- _ASSIGNMENT_: Using the entries that follow, report how many lines contain the word "tree". Only the number is wanted.

- _SOURCE DATA_:
= = = = =

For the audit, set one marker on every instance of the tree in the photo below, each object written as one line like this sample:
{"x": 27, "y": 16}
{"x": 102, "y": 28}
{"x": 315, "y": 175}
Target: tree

= = = = =

- _WRITTEN ANSWER_: 2